* **WAS GEFRAGT IST**
Gib die folgenden Einträge bitte noch einmal wieder und ersetze darin jedes „thickest“ durch „widest“. Alles andere bleibt unverändert.

Auszüge aus einem Datensatz zum Zeigen auf Objekte
+ + + + + + +

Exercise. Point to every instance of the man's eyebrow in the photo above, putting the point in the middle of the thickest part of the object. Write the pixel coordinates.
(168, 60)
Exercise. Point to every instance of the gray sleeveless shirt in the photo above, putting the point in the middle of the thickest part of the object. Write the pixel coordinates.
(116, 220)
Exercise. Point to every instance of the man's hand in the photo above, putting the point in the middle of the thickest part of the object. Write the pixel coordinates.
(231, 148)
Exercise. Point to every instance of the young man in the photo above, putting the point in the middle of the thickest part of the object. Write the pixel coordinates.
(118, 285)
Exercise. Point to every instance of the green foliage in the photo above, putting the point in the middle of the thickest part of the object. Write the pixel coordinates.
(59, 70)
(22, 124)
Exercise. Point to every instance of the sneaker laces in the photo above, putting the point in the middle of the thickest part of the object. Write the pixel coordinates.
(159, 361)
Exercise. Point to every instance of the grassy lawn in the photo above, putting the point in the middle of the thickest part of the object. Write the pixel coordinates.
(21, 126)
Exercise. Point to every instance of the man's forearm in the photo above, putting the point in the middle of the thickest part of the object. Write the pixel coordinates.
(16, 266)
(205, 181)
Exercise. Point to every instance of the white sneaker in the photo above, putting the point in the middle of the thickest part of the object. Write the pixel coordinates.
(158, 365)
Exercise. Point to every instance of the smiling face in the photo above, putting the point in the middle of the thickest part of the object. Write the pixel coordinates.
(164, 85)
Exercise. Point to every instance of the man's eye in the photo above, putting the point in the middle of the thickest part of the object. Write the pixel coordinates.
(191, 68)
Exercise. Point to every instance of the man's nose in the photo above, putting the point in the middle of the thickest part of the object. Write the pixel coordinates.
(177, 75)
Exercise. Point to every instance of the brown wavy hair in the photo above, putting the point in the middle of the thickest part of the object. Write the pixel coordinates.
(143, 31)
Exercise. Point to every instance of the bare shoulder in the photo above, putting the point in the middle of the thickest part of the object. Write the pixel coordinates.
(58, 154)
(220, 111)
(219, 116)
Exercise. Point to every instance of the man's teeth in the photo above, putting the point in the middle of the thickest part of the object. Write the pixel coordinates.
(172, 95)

+ + + + + + +

* **DIE ANTWORT**
Exercise. Point to every instance of the man's eyebrow in the photo above, putting the point in the middle of the widest part of the object. Write the pixel coordinates.
(168, 60)
Exercise. Point to every instance of the gray sleeveless shirt in the photo above, putting the point in the middle of the widest part of the object. Write the pixel coordinates.
(116, 220)
Exercise. Point to every instance of the man's hand in the photo above, putting the point in the middle of the widest part of the object. Write the pixel coordinates.
(231, 148)
Exercise. Point to every instance of the young man in the photo above, putting the point in the middle of the widest part of the object. Write the pixel coordinates.
(118, 285)
Exercise. Point to every instance of the green foliage in the photo above, putting the point in the middle of the widest part of the object. Write the pixel coordinates.
(59, 70)
(22, 124)
Exercise. Point to every instance of the sneaker laces in the photo above, putting the point in the middle of the widest part of the object. Write the pixel coordinates.
(159, 361)
Exercise. Point to every instance of the grassy lawn in the photo above, putting the point in the middle of the widest part of the object. Write the pixel coordinates.
(21, 126)
Exercise. Point to every instance of the man's forearm in the photo above, putting the point in the middle of the widest part of the object. Write the pixel coordinates.
(16, 266)
(205, 181)
Exercise. Point to every instance of the white sneaker in the photo above, putting the point in the middle of the widest part of the object. Write the pixel coordinates.
(158, 365)
Exercise. Point to every instance of the smiling face in the photo above, putting the point in the middle of the widest part of the object. Write the pixel coordinates.
(164, 85)
Exercise. Point to every instance of the man's eye in the photo above, putting the point in the middle of the widest part of the object. Write the pixel coordinates.
(191, 68)
Exercise. Point to every instance of the man's nose in the photo above, putting the point in the middle of the widest part of the object. Write the pixel coordinates.
(177, 75)
Exercise. Point to every instance of the brown wavy hair in the photo above, putting the point in the middle of the widest part of the object. Write the pixel coordinates.
(143, 31)
Exercise. Point to every instance of the bare shoulder in the photo above, putting the point in the middle of the widest part of the object. Write the pixel coordinates.
(58, 154)
(220, 111)
(219, 116)
Exercise. Point to every instance of the man's teeth in the photo above, putting the point in the middle of the widest part of the object. Write the pixel coordinates.
(172, 95)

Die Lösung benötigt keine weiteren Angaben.